What is required: Could each record be written out again exactly as it stands?

Source data:
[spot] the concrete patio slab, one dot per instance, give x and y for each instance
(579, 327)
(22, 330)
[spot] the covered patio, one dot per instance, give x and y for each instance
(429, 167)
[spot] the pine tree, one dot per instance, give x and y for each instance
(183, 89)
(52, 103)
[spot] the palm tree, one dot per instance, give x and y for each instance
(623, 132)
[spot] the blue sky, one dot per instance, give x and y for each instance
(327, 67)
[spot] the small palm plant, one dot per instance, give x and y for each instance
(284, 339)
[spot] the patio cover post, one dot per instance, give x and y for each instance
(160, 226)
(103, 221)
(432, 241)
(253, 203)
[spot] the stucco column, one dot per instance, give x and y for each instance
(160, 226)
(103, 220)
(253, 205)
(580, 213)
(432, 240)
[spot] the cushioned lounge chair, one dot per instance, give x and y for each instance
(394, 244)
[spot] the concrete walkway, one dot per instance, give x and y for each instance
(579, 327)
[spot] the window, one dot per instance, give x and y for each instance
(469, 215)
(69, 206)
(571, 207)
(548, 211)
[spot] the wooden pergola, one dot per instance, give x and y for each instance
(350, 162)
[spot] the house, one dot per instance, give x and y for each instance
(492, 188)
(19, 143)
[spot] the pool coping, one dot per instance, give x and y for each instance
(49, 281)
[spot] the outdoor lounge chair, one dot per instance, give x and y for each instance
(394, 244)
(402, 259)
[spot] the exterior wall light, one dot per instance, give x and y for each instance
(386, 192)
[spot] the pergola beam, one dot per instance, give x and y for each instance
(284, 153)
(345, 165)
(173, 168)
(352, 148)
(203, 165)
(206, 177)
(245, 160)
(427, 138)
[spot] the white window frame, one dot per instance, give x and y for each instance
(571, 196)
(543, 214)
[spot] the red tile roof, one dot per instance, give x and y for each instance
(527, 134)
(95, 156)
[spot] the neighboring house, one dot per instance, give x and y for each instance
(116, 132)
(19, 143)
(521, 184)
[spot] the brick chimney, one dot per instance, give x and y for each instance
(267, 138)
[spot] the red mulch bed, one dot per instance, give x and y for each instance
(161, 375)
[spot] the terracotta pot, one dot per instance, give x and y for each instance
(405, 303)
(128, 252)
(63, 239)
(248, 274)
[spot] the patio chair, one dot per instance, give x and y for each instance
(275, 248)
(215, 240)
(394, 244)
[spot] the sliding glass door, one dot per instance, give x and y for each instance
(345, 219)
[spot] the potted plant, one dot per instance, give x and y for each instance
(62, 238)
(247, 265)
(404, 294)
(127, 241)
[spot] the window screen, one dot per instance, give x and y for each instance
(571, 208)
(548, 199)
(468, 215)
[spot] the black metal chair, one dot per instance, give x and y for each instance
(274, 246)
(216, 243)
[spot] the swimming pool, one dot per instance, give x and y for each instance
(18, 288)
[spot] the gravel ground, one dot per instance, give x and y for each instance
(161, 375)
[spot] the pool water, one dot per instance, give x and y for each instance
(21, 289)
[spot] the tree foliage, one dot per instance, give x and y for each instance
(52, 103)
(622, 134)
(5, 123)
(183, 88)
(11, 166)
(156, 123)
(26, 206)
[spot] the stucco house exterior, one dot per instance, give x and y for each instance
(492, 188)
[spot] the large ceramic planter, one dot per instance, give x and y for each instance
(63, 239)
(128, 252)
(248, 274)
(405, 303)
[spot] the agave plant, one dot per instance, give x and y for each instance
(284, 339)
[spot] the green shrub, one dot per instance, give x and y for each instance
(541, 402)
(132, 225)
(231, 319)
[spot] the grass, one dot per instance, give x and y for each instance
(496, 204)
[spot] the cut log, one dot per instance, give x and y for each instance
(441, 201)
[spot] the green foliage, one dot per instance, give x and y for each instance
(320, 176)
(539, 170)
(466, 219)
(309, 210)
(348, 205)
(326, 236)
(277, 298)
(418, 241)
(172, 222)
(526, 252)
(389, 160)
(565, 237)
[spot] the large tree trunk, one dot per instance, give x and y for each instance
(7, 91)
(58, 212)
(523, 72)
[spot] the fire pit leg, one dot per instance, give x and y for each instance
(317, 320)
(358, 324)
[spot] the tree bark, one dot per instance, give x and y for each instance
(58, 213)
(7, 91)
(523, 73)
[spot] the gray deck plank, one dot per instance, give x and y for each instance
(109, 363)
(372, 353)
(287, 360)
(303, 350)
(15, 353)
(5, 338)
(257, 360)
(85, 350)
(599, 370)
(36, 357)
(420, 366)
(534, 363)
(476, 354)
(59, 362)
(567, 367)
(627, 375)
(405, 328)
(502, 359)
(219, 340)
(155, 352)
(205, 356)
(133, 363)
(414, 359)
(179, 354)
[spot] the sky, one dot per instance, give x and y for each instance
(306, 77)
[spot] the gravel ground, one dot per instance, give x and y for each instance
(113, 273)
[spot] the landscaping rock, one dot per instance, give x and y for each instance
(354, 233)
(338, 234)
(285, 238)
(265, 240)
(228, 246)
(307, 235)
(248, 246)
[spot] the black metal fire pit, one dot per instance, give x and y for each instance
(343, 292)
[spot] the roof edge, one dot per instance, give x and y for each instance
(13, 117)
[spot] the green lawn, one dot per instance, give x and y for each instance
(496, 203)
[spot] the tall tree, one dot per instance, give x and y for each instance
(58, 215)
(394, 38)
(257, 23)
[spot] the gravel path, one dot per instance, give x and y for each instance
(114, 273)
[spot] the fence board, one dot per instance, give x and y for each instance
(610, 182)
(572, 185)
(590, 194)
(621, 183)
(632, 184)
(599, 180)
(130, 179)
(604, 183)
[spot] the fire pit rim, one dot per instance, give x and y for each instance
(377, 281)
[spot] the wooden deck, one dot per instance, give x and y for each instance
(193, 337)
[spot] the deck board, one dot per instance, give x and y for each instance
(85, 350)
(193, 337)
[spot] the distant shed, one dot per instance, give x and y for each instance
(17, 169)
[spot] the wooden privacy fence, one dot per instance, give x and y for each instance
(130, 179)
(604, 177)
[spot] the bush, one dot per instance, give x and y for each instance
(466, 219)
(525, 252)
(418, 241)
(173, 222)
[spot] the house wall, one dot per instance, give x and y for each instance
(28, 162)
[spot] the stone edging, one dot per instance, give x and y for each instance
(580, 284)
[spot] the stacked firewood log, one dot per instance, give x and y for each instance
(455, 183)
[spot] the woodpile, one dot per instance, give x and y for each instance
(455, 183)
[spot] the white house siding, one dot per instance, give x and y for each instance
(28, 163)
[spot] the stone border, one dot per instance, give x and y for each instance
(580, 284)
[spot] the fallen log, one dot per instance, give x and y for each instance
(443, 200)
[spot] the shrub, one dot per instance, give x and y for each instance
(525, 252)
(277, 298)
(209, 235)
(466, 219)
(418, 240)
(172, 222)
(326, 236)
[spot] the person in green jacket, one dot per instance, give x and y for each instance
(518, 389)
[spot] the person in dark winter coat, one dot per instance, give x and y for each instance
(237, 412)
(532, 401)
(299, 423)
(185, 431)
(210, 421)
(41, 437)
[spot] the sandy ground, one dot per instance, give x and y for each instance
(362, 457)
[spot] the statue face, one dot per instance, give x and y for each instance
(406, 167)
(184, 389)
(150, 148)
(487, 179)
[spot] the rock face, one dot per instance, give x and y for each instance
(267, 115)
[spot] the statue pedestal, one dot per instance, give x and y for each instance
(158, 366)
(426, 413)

Answer section:
[spot] the concrete patio slab, one dot per instance, give x and y for each instance
(579, 327)
(22, 330)
[spot] the covered patio, one dot per instance, give x and y for each instance
(429, 167)
[spot] the pine tree, one dot per instance, give x and y for each instance
(183, 89)
(52, 103)
[spot] the palm tree, one dot per instance, give x and y for each instance
(623, 132)
[spot] the blue sky, one dot per instance, give x and y for each instance
(327, 67)
[spot] the small palm plant, one dot per instance, give x and y for each instance
(284, 339)
[spot] the patio cover post, one dot per instance, give x and y for each instance
(160, 226)
(103, 221)
(432, 241)
(253, 203)
[spot] the stucco column, one dot per instance, give x and y for each instance
(160, 226)
(103, 220)
(253, 205)
(580, 213)
(432, 240)
[spot] the cushioned lounge chair, one dot per instance, give x and y for each instance
(394, 244)
[spot] the concrete walkway, one dot per instance, give x and y for each instance
(579, 327)
[spot] the window, one dot per instance, give x and y for each instance
(469, 215)
(69, 206)
(571, 207)
(548, 211)
[spot] the wooden pergola, one dot per instance, give x and y for each instance
(350, 162)
[spot] the house, one dot per instance, give x and y for each instance
(492, 188)
(19, 143)
[spot] the pool coping, one dot per instance, give x and y for each instance
(49, 281)
[spot] the outdoor lounge chair, one dot per instance, give x and y for each instance
(394, 244)
(402, 259)
[spot] the exterior wall light, one dot per instance, give x and y for each instance
(386, 192)
[spot] the pergola beam, one dot per instance, give x and y for each instance
(284, 153)
(345, 165)
(173, 168)
(352, 148)
(203, 165)
(206, 177)
(245, 160)
(427, 138)
[spot] the white window frame, one dot per instance, give x and y for each instance
(571, 196)
(543, 214)
[spot] the red tile roof, one dot per instance, give x and y for each instance
(527, 134)
(95, 156)
[spot] the neighboring house, one dot per instance, give x and y for each instance
(116, 132)
(19, 143)
(521, 184)
[spot] the brick chimney, one dot per instance, give x and y for each instance
(267, 138)
[spot] the red mulch bed, one dot per instance, give x and y for each instance
(161, 375)
[spot] the terracotta pot, one dot per instance, give x and y for each instance
(405, 303)
(128, 252)
(63, 239)
(248, 274)
[spot] the patio chair, one dot per instance, give x and y for each instance
(275, 248)
(215, 240)
(394, 244)
[spot] the sliding glass door, one dot per instance, give x and y for each instance
(345, 219)
[spot] the potted plant, one dot per instance, give x and y for each instance
(62, 238)
(247, 265)
(404, 294)
(127, 241)
[spot] the window screen, one dot per instance, give x and y for each instance
(571, 208)
(548, 199)
(468, 215)
[spot] the black metal chair, one dot per instance, give x and y for each instance
(274, 246)
(216, 243)
[spot] the swimming pool, one dot per instance, give x and y for each instance
(18, 288)
[spot] the gravel ground, one dot per instance, give x and y for each instance
(161, 375)
[spot] the pool water, one dot per instance, give x and y for each instance
(21, 289)
[spot] the tree foliage, one dot per instance, give x and y for each instance
(52, 103)
(622, 134)
(5, 123)
(183, 88)
(11, 166)
(156, 123)
(26, 206)
[spot] the stucco house exterior, one dot per instance, give x and y for each instance
(492, 188)
[spot] the large ceramic planter, one dot per instance, give x and y for each instance
(63, 239)
(128, 252)
(248, 274)
(405, 303)
[spot] the agave plant, one dot per instance, give x and y for each instance
(284, 339)
[spot] the green shrub, one dot per instance, give x and y for each instance
(541, 402)
(132, 225)
(231, 319)
[spot] the grass, one dot per instance, give x and y for each instance
(496, 204)
[spot] the cut log, one dot per instance, give x and y for each instance
(441, 201)
[spot] the green foliage, one dot per instance, give x and y for each instance
(320, 176)
(539, 170)
(466, 219)
(309, 210)
(348, 205)
(326, 236)
(277, 298)
(418, 241)
(172, 222)
(526, 252)
(389, 160)
(565, 237)
[spot] the large tree trunk, one dot per instance, give x and y for each instance
(7, 91)
(58, 212)
(523, 72)
[spot] the fire pit leg, one dot per instance, give x and y for each instance
(317, 320)
(358, 324)
[spot] the tree bark, one dot per instance, give x and y for each instance
(58, 213)
(7, 91)
(523, 73)
[spot] the gray deck plank, one dot per instance, give x and y for each instance
(109, 363)
(372, 353)
(287, 360)
(303, 350)
(15, 353)
(5, 338)
(257, 360)
(85, 350)
(599, 370)
(36, 357)
(420, 366)
(534, 363)
(476, 354)
(59, 362)
(567, 367)
(627, 375)
(405, 328)
(502, 359)
(219, 340)
(155, 352)
(205, 356)
(133, 363)
(414, 359)
(179, 354)
[spot] the sky, one dot per instance, give x and y for each instance
(306, 77)
[spot] the gravel ground, one dot per instance, give x and y for each instance
(113, 273)
[spot] the landscaping rock, one dot per instance, give x and y for each instance
(354, 233)
(338, 234)
(285, 238)
(265, 240)
(228, 246)
(307, 235)
(248, 246)
[spot] the black metal fire pit, one dot per instance, give x and y for each instance
(343, 292)
[spot] the roof edge, one dot per instance, give x and y for each instance
(13, 117)
[spot] the green lawn, one dot per instance, give x and y for each instance
(496, 203)
[spot] the tall tree, one dot per instance, give x and y for each instance
(58, 215)
(394, 38)
(257, 23)
[spot] the gravel path, one dot per instance, give x and y for each instance
(114, 273)
[spot] the fence board, one dot per instance, give x and y for each instance
(610, 182)
(572, 185)
(590, 194)
(621, 183)
(632, 184)
(599, 180)
(130, 179)
(604, 183)
[spot] the fire pit rim, one dot per instance, give x and y for each instance
(377, 281)
[spot] the wooden deck, one dot per instance, give x and y for each instance
(193, 337)
[spot] the deck board, one dot per instance, give x and y for each instance
(85, 350)
(193, 337)
[spot] the distant shed, one dot per instance, give x and y for each instance
(17, 169)
[spot] the wooden privacy fence, one dot per instance, give x and y for each instance
(130, 179)
(604, 177)
[spot] the bush, one dot per instance, give x and y for each instance
(466, 219)
(525, 252)
(418, 241)
(173, 222)
[spot] the house wall, one dot per instance, give x and y for each instance
(28, 162)
[spot] the stone edging, one dot per instance, give x and y for each instance
(580, 284)
[spot] the stacked firewood log, one dot per instance, give x and y for each instance
(455, 183)
[spot] the woodpile, one dot per instance, give x and y for each instance
(455, 183)
[spot] the white house siding, one dot per instance, give x and y for each instance
(28, 163)
[spot] the stone border, one dot per instance, give x and y for each instance
(580, 284)
[spot] the fallen log, one dot per instance, give x and y for each instance
(443, 200)
[spot] the shrub, one dot per instance, give x and y for each instance
(525, 252)
(277, 298)
(209, 235)
(466, 219)
(418, 240)
(172, 222)
(326, 236)
[spot] the person in green jacket, one dot per instance, give x and y for each instance
(518, 389)
[spot] the person in dark winter coat, one dot per instance, give x and y for each instance
(237, 412)
(532, 401)
(299, 423)
(185, 431)
(210, 421)
(41, 437)
[spot] the sandy ground, one dot per instance, give x and y for each instance
(362, 457)
[spot] the statue face, one dot per instance, give x and y for each instance
(406, 167)
(184, 389)
(150, 148)
(487, 179)
[spot] the rock face, one dot per instance, give x and y for each instance
(267, 115)
[spot] the statue pedestal, one dot per instance, give x and y for each instance
(158, 366)
(426, 413)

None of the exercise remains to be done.